> [Your objective]:
Echo the following lines verbatim, every one of them.
===== Task data =====
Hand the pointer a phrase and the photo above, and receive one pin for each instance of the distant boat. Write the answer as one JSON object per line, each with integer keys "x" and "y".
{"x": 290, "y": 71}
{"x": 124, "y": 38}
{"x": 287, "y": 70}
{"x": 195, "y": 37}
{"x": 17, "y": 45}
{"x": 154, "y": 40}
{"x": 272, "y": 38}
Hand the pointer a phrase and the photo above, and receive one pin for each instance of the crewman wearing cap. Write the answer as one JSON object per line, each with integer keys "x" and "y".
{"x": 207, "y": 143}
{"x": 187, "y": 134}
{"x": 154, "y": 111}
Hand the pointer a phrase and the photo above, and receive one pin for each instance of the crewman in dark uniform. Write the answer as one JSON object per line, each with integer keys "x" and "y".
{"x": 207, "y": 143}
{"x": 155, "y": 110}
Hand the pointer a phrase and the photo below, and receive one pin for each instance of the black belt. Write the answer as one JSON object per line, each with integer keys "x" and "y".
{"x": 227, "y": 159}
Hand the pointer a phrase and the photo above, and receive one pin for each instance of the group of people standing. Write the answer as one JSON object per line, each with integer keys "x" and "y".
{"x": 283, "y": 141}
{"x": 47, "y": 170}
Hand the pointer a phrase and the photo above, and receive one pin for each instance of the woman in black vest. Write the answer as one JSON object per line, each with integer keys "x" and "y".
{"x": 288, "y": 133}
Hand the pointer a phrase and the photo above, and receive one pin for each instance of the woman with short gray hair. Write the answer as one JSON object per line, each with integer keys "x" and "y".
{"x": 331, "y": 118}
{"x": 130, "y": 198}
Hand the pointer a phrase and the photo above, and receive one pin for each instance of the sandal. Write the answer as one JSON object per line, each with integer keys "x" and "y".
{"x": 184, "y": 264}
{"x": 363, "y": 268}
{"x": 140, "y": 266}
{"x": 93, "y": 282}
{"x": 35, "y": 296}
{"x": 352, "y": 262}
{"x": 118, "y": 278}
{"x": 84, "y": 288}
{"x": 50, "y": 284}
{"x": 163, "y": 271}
=====
> [Written solution]:
Hand the pointer a phrase and the photo above, and receive one pin for each instance of the distant boat. Write the answer as one JSON object per line, each with integer keys "x" and "y".
{"x": 290, "y": 71}
{"x": 124, "y": 38}
{"x": 287, "y": 70}
{"x": 195, "y": 37}
{"x": 17, "y": 45}
{"x": 154, "y": 40}
{"x": 272, "y": 38}
Hand the pointer a phrase and the photo above, and receive one pin for each instance of the crewman wearing cap. Write the answer as one JSON object per line, each with integer keys "x" and "y".
{"x": 207, "y": 143}
{"x": 187, "y": 134}
{"x": 154, "y": 111}
Hand the pointer a phrase and the photo above, and receive one pin for each instance of the crewman in dark uniform. Write the answer as one JSON object per line, each with integer keys "x" and "y".
{"x": 207, "y": 143}
{"x": 155, "y": 110}
Hand the pointer a phrase and the photo below, and receive one pin for each instance of the black belt. Write the answer as one JSON object per line, each with integer keys "x" and "y".
{"x": 227, "y": 159}
Hand the pointer a phrase and the photo above, and receive one pin for each instance of the group of people standing. Write the answer as one JSON object per line, each with integer keys "x" and "y".
{"x": 283, "y": 141}
{"x": 47, "y": 170}
Hand the pointer a phrase and the photo above, and receive one pin for each instance of the woman in black vest. Write the answer as one JSON object per line, each with integer keys "x" and "y".
{"x": 288, "y": 133}
Hand the pointer a phrase and the photo above, and receive one pin for each instance of the woman with short gray hair. Write the answer as one JSON object per line, each with integer keys "x" and "y".
{"x": 331, "y": 118}
{"x": 130, "y": 198}
Hand the pointer a phrase and the photo above, and receive one pin for each instance of the sandal. Write the answer as one JSON object per line, each with integer keys "x" and "y".
{"x": 184, "y": 264}
{"x": 363, "y": 268}
{"x": 140, "y": 266}
{"x": 93, "y": 282}
{"x": 35, "y": 296}
{"x": 352, "y": 262}
{"x": 118, "y": 278}
{"x": 84, "y": 288}
{"x": 50, "y": 284}
{"x": 163, "y": 271}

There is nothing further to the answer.